- [What you should do] Given the records that follow, return each one verbatim.

- [Excerpted data]

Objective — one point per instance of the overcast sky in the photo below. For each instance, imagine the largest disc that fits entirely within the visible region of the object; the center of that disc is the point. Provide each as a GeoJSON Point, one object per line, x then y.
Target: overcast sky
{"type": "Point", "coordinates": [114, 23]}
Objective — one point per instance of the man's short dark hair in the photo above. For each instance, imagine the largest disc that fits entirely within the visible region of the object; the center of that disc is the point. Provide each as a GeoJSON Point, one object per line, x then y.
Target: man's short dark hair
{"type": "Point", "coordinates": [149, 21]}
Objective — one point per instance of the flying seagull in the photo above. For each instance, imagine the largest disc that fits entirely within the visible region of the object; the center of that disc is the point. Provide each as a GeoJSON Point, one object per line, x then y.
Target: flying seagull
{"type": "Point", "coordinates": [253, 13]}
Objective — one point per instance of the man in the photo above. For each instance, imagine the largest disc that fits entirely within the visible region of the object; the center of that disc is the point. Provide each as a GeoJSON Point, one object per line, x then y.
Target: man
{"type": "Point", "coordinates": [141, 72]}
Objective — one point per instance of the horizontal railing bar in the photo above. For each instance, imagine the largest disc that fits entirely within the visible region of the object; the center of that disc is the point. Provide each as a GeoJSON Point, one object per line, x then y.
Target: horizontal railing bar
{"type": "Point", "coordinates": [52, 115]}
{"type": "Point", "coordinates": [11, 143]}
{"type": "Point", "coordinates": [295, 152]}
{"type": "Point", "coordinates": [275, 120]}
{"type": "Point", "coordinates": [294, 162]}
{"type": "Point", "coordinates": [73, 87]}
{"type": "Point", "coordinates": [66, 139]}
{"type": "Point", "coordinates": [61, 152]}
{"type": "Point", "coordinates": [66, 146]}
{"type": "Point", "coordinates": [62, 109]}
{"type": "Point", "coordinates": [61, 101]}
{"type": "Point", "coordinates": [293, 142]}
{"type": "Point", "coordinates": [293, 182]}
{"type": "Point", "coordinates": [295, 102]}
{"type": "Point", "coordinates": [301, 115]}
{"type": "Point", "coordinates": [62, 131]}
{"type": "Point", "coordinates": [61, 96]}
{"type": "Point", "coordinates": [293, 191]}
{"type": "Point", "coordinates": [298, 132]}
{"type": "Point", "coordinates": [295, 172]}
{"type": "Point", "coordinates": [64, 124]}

- [Result for this task]
Objective — one point per instance of the overcast sky in the photo below. For each instance, imagine the largest disc that fits entirely within the visible region of the object; the center of that disc is the point. Provide each as a GeoJSON Point, one object per line, x then y.
Target: overcast sky
{"type": "Point", "coordinates": [114, 23]}
Objective — one point per instance of the man's short dark hair in the photo above. For each instance, imagine the largest disc that fits entirely within the visible region of the object; the center of that disc is the point. Provide each as a GeoJSON Point, one object per line, x then y.
Target: man's short dark hair
{"type": "Point", "coordinates": [149, 21]}
Objective — one point per instance of the flying seagull in the photo above. For each instance, imagine the largest disc that fits entirely within the visible region of the object; the center of that disc is the point. Provide each as a GeoJSON Point, one object per line, x then y.
Target: flying seagull
{"type": "Point", "coordinates": [253, 13]}
Objective — one point per instance of the man in the photo above. For each instance, imagine the largest disc that fits entirely within the visible region of the object; the center of that disc is the point. Provide each as a GeoJSON Point, one object per line, x then y.
Target: man
{"type": "Point", "coordinates": [141, 72]}
Objective — one point per instance of the horizontal railing bar in the photo above. For each instance, imagine the largest disc that fits entirely within the visible region of the object; the center of that disc is the point. Provide each as a GeoJSON Point, one object per line, x then y.
Target: horizontal railing bar
{"type": "Point", "coordinates": [52, 115]}
{"type": "Point", "coordinates": [11, 143]}
{"type": "Point", "coordinates": [295, 152]}
{"type": "Point", "coordinates": [275, 120]}
{"type": "Point", "coordinates": [294, 162]}
{"type": "Point", "coordinates": [73, 87]}
{"type": "Point", "coordinates": [66, 139]}
{"type": "Point", "coordinates": [61, 152]}
{"type": "Point", "coordinates": [66, 146]}
{"type": "Point", "coordinates": [62, 109]}
{"type": "Point", "coordinates": [61, 101]}
{"type": "Point", "coordinates": [293, 142]}
{"type": "Point", "coordinates": [293, 182]}
{"type": "Point", "coordinates": [295, 102]}
{"type": "Point", "coordinates": [301, 115]}
{"type": "Point", "coordinates": [62, 131]}
{"type": "Point", "coordinates": [61, 96]}
{"type": "Point", "coordinates": [293, 191]}
{"type": "Point", "coordinates": [298, 132]}
{"type": "Point", "coordinates": [295, 172]}
{"type": "Point", "coordinates": [64, 124]}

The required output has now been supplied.